=== Begin Enclosure ===

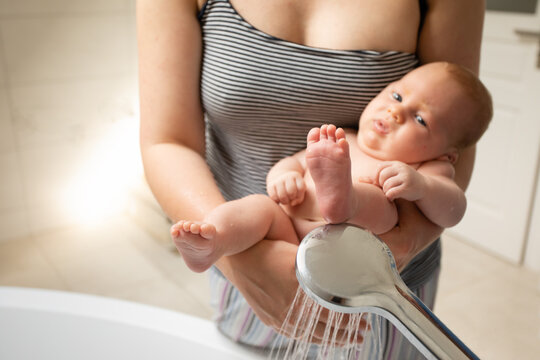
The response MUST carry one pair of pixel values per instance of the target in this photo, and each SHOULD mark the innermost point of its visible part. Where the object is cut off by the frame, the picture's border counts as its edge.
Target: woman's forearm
(184, 188)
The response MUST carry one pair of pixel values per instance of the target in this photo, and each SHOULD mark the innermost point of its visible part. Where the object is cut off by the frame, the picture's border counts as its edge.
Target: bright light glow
(101, 188)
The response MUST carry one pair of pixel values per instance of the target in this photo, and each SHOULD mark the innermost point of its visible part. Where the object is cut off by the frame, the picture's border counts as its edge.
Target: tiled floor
(75, 215)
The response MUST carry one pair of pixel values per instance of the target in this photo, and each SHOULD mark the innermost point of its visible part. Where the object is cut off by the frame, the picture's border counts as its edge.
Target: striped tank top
(261, 95)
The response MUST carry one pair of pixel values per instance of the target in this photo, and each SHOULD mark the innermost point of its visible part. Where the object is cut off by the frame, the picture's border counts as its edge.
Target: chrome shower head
(348, 269)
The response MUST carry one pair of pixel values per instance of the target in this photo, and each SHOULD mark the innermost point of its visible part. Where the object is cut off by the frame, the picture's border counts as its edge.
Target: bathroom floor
(76, 215)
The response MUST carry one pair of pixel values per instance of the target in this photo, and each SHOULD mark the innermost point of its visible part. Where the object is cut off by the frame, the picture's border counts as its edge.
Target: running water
(300, 326)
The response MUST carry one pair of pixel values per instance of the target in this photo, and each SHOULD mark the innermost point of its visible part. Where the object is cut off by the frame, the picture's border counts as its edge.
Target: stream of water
(341, 338)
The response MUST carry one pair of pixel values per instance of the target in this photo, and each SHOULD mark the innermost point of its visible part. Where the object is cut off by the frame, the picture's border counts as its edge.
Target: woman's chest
(380, 25)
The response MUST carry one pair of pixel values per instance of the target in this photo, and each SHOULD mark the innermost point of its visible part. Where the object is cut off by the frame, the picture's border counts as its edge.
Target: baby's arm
(431, 187)
(285, 180)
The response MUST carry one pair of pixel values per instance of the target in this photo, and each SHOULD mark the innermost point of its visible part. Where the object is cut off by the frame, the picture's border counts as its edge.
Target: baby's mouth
(380, 126)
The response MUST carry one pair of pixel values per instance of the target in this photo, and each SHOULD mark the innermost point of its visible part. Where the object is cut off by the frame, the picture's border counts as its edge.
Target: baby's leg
(231, 228)
(329, 162)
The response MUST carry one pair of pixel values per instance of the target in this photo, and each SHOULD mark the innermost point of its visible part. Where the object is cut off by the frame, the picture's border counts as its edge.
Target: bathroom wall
(67, 74)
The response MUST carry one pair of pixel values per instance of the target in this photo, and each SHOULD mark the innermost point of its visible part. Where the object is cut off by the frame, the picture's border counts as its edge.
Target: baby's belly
(305, 216)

=== End Enclosure ===

Return the data exactly. Pictures stay out.

The response MUST carry one pair of pixel values per instance of the target in this photo, and each SHOULD mark the innermost point of its visible part. Where the object is cut off by the frame, the picture's border counts as its edge.
Target: woman's forearm
(184, 188)
The response MUST carry one pair of pixel values per instance of the target in this photo, and each SHOULD mark the innermost point of its visible part. Where the object is cut off by the frame, the picture's border counts as its edge.
Target: bright light glow
(101, 188)
The response MUST carry one pair of pixel values per instance of the target in this photo, and each SHOULD mark the innermost point of its visible part. Where the object is cut off by the frame, the picture's border counts as its edge.
Target: tiled floor
(75, 215)
The response MUST carry one pair of pixel values per instance of the target in this photo, and each SHOULD mark the innermost point of its visible part. Where the object is cut off by the frame, the picture's border counts as its edge.
Target: striped tank top
(261, 95)
The response MUST carry one pair of pixel values per instance of the target in this photo, and each SHOULD mark the innermost point of its visible part. Where the object is cut off by the frame, the picture's border counts as its edge.
Target: chrome shower head
(348, 269)
The response MUST carry one pair of pixel values per instance of the target in this photo, and each SHOULD mark the innermost point of its visible part. Where the object is cut off by the frame, the picture's border counts as its edge.
Target: bathroom floor
(76, 215)
The response MUST carry one pair of pixel values per instance of the target in this photo, and each SHOULD mark the innermost point of its visible part. Where the object is cut off by the frame, the picture's border counts as its edge.
Target: running water
(300, 326)
The response MUST carry one pair of pixel values per instance of the target in this photo, and each SHOULD mark the innermost point of its visible part. Where the object is cut off by the frame, the picture's border counts as its edge.
Target: stream of water
(341, 338)
The response MUST carry one pair of pixel values per instance of the target in this photo, and each SHOULD mark the innermost point of its visible part. Where the object is cut off by the frame, the picture's border counts as its edge.
Target: woman's chest
(380, 25)
The response MUST carry one pair of pixel values per instance of the target in this photo, and each SHOULD mark the innermost point of its visible part. Where the object is cut off by the frame, the picture's border counts as its edge.
Target: baby's arm
(431, 187)
(285, 180)
The response MUST carry one pair of pixel values per instance of the target in this photo, and each SHOULD mark the innermost point of its visible part. Where the object is cut off by the frame, the picture's border counts as its edge.
Target: baby's mouth
(380, 126)
The response MUST carry one pair of pixel values per instance of the target in this photo, and each SHOULD mark the innermost point of its visible part. Where the object is cut off by the frame, the picture's border counts as its edge.
Target: baby's leg
(231, 228)
(329, 162)
The response MUST carry one pair of pixel values per instance of the target in this photo, and each SHOULD mark the innermost point of its visible part. Where the object is cut off by the frame, the picture's border counts as its edge.
Target: bathroom wall
(67, 74)
The response MUST carry one pair of pixel values per instance of the target in this photo, and each SHOULD mark the innermost point of its visible part. Where the object is cut off by the frame, the picture's border counts as its edge.
Target: baby's belly
(305, 216)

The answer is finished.